According to the knitting post below, what yarn was used for the first cardigan?

____ Selection

Sheep Yoke Baby Cardigan - FO

Sheep Yoke Baby Cardigan - FO

Pattern: Sheep Yoke Baby Cardigan by Jennifer Little of Looking Glass Knits
Size: 3-6 months
Yarn: Rowan Pure Wool DK. 1 and a half balls in main shade, less than half a ball in each contrast colour.
Ravelled here

I loved knitting this so much. The pattern is really easy to follow (even if like me it's your first yoked sweater) and the sheep are just so cute. I really like the yarn as well - it's good and squidgy with nice stitch definition. It makes a great substitute for the recommended yarn for us Brits who can't get hold of Knitpicks (and it's only £3.25 a ball too).

Sheep Yoke Baby Cardigan close up

I made only a couple of modifications. The flowers are done in duplicate stitch because I didn't notice the note to ignore the pattern repeat for those rows and I couldn't quite handle working out both that and the yoke increases on the train. The sleeves are knit in the round (because I'm lazy when it comes to seaming) and so I had to make a couple of late decreases at the cuff so that the ribbing worked out. Next time (and there definitely is going to be a next time) I'll make 4 sets of decreases down the arm to make it a bit neater. Oh, and I knit the sheep with their heads turned towards the camera rather than looking straight at the button band but that's just because I omitted to print out the duplicate stitch chart so had to make my best guess from the photo. I quite like them like that though.

Sheep Yoke Baby Cardigan detail

If you liked that ...

Sheep Yoke Baby Cardigan #2

Sheep Yoke Baby Cardigan #2 is already on the needles. I'm knitting the sheep section in intarsia this time around as I don't really like working with floats that are too long to leave loose. This is my first time working intarsia. Someone please remind me to invest in some bobbins next time round.

Wednesday, March 26, 2008


Sheep detail

Sheep Yoke Baby Cardigan

The Sheep Yoke Baby Cardigan is still racing along. I've finished the yoke and am onto the main body. Of course this means about 5 inches of solid stocking stitch so I've been breaking it up by doing some of the sheep embroidery. I'm using the yarn held double to give a good solid effect.

________
____ Dataset rows

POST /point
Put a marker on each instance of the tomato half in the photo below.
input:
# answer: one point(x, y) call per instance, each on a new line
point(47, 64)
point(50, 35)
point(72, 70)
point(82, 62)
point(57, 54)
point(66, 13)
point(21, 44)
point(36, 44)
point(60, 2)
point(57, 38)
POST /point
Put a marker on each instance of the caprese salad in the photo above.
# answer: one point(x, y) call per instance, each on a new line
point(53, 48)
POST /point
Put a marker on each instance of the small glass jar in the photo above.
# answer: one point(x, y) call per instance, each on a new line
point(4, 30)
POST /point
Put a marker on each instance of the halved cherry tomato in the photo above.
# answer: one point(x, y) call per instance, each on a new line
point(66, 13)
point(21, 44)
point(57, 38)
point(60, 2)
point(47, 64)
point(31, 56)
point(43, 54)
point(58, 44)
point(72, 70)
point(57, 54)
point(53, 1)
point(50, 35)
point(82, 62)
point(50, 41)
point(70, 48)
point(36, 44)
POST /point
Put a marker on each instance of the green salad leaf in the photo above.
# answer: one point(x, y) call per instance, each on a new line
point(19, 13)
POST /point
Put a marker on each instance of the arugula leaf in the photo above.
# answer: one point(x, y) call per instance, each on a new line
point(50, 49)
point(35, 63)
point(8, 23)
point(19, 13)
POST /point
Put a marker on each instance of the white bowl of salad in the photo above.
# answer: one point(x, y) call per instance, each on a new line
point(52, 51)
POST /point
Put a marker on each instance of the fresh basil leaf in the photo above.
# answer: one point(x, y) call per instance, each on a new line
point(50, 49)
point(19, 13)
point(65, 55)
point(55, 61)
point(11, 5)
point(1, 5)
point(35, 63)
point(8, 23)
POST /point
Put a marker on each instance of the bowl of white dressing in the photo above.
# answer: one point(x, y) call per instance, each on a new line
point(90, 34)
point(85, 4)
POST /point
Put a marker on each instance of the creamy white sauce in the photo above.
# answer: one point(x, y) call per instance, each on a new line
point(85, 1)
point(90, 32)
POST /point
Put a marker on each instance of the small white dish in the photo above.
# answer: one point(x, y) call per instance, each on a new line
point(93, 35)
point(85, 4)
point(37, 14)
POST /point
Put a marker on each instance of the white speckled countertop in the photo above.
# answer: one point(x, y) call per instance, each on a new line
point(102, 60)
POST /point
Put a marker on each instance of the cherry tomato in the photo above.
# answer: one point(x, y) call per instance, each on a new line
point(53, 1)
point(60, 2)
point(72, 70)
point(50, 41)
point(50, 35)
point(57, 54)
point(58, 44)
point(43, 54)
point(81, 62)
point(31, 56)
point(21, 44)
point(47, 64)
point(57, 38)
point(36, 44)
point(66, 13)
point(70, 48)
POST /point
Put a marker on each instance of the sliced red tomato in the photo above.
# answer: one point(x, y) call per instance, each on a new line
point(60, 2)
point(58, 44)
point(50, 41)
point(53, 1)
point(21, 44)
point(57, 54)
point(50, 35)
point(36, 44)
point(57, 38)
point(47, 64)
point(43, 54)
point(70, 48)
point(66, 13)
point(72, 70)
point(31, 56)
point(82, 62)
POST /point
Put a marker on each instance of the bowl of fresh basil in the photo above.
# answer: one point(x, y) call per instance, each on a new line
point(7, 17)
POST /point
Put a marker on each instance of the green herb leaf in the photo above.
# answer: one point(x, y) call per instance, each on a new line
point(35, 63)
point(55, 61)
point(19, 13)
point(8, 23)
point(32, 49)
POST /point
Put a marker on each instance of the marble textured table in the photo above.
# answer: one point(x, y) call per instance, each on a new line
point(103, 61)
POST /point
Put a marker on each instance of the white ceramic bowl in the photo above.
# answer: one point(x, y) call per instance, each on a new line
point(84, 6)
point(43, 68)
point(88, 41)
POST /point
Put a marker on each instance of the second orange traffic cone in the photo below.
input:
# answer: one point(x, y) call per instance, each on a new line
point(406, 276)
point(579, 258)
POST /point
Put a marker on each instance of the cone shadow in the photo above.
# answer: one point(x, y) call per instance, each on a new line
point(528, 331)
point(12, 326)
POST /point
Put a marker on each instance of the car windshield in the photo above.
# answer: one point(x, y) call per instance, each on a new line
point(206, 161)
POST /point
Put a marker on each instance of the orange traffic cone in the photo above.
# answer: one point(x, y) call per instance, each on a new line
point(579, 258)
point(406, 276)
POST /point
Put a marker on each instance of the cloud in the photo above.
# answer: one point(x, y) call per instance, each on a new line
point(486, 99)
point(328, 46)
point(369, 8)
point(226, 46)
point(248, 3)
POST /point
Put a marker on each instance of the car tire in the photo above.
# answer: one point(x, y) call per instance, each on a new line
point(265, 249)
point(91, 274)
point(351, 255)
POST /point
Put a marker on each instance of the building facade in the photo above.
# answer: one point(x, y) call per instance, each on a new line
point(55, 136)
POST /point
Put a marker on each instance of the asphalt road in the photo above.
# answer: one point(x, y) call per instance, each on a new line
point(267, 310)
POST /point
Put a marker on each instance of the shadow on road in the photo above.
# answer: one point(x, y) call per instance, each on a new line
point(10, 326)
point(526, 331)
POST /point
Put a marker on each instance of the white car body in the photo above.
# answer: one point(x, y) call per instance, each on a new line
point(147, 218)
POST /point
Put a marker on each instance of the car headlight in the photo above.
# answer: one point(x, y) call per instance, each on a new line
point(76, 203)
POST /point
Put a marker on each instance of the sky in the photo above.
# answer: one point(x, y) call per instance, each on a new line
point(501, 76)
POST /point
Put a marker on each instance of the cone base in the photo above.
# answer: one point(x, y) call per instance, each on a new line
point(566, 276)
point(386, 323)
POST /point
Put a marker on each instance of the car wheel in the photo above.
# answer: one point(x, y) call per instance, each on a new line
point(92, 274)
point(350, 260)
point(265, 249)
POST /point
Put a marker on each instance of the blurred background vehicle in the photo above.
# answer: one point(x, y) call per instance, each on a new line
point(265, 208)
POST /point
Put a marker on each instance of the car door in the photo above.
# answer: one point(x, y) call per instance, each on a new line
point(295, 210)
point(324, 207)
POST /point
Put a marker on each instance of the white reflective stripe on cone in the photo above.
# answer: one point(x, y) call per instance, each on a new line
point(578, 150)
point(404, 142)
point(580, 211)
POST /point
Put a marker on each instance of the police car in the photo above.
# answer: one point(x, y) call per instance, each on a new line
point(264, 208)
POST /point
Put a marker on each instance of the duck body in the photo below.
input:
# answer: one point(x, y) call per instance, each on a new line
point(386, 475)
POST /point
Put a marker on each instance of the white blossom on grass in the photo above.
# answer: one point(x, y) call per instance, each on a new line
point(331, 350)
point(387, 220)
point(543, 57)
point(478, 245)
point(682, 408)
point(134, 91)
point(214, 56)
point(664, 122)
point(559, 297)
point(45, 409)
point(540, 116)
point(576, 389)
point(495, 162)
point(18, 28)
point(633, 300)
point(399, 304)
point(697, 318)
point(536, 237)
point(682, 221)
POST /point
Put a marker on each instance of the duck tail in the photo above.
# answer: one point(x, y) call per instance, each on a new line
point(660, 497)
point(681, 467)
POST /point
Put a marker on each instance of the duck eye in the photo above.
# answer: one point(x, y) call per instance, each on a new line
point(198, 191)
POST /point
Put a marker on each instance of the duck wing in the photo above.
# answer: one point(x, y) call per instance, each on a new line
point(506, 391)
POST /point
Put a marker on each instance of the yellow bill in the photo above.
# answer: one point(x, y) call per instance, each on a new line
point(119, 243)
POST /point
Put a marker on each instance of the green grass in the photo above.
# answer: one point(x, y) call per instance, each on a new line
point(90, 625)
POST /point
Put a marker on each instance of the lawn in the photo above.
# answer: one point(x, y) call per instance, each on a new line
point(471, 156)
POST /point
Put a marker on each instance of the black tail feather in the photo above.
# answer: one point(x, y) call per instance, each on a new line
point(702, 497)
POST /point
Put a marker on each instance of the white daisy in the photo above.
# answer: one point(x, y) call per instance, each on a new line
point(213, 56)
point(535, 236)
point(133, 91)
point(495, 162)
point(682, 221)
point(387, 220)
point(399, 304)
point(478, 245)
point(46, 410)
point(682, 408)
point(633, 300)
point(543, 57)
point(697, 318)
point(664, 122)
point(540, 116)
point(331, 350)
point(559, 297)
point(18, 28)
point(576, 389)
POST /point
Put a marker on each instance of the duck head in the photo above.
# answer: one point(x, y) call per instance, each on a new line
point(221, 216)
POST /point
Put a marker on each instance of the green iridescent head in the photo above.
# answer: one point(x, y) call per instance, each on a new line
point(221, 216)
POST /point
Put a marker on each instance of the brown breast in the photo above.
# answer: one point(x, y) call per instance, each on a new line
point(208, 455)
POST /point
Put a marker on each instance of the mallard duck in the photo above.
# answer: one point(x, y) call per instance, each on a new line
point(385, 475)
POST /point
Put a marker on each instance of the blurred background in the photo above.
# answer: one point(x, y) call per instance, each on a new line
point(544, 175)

________

* Result for this exercise *
Rowan Pure Wool DK